Begin GIVEN RECORDS
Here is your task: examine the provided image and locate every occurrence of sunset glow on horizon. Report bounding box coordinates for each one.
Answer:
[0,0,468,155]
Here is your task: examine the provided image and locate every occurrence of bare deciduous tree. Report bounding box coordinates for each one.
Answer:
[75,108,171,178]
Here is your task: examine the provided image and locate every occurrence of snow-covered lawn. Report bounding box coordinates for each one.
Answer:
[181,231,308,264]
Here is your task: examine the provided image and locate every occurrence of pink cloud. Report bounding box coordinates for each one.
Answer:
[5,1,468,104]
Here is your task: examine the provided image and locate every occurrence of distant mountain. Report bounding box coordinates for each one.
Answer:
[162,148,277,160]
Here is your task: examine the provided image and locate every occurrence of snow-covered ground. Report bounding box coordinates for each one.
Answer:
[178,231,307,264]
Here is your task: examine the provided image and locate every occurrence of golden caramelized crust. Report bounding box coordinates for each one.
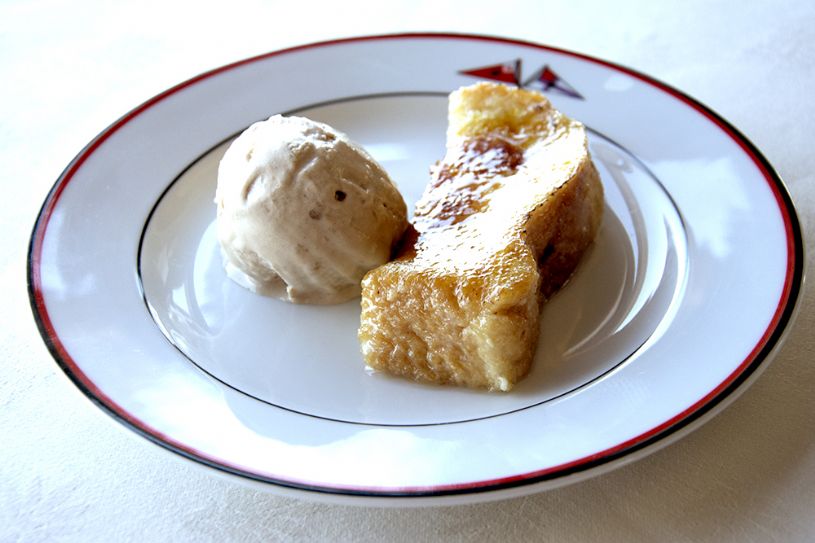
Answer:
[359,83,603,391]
End GIVEN RECORDS
Begin GIVEN RECORDS
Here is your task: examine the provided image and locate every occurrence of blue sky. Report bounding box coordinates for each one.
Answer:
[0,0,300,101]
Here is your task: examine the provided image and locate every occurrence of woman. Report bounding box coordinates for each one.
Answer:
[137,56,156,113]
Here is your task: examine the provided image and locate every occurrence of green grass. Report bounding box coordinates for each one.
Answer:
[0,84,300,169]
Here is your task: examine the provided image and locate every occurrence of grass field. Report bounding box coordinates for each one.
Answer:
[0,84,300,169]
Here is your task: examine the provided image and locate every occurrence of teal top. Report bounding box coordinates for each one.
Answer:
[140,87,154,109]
End GIVEN RECORDS
Begin GIVEN RECORDS
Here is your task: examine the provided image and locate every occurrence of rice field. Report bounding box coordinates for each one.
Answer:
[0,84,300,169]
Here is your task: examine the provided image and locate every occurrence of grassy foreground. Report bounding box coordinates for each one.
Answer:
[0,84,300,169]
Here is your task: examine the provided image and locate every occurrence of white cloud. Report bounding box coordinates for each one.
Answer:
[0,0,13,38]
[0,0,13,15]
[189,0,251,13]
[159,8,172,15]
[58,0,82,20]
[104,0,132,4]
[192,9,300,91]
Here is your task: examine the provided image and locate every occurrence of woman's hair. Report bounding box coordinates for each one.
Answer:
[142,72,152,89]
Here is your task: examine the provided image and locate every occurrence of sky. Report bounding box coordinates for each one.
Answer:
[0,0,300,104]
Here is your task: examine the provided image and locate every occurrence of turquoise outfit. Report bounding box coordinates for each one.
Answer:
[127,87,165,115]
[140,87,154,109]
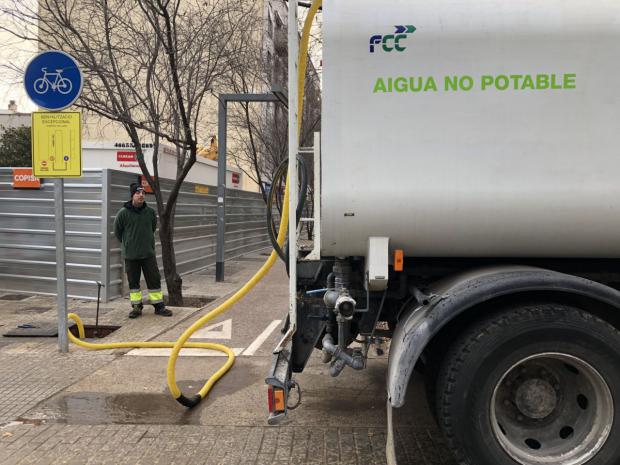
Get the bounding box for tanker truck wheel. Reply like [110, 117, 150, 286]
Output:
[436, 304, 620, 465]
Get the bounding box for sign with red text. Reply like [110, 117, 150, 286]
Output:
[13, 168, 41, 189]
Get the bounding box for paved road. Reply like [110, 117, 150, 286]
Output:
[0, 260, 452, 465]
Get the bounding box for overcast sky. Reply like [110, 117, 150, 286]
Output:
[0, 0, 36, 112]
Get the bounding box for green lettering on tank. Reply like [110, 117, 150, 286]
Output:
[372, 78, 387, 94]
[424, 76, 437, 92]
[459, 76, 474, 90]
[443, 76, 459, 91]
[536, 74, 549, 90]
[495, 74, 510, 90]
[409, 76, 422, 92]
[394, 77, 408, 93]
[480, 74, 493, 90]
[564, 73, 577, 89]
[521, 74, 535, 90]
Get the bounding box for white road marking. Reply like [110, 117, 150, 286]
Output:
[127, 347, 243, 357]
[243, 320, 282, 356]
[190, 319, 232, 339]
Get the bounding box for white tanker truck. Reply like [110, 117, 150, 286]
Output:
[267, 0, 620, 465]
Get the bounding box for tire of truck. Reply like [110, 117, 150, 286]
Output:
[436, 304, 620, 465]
End GIVEN RECORDS
__WORK TO DO__:
Reproduce the data word for word, starting with the line that contains "horizon. Report bounding box coordinates for each one." and going on through the line that contains "[178,231,307,264]", with both of those lines included.

__FULL RESPONSE__:
Here is your task: examine the provided image and locate every occurrence of sunset glow on horizon. Report bounding box coordinates for each one.
Answer:
[0,0,468,155]
Here is your task: examine the provided image and locate every occurrence of bare deciduous tree. Report bounding box coordinates for each one.
Answer:
[75,108,171,178]
Here is your task: examine the provided image and locate every occurrence of snow-covered lawn. Report bounding box coordinates for each one.
Answer:
[181,231,308,264]
Here is your task: examine the provided image and locate every occurrence of pink cloud. Report bounding box coordinates for each one.
Answer:
[5,1,468,104]
Here is your task: examine the provided image and locate every occurrence of distant mountain. Report bounding box coordinates for each one.
Answer:
[162,148,277,160]
Here is your task: examine the provided image and locate every occurrence of snow-covered ground. Report bounding box coordinates for each one.
Answer:
[178,231,307,264]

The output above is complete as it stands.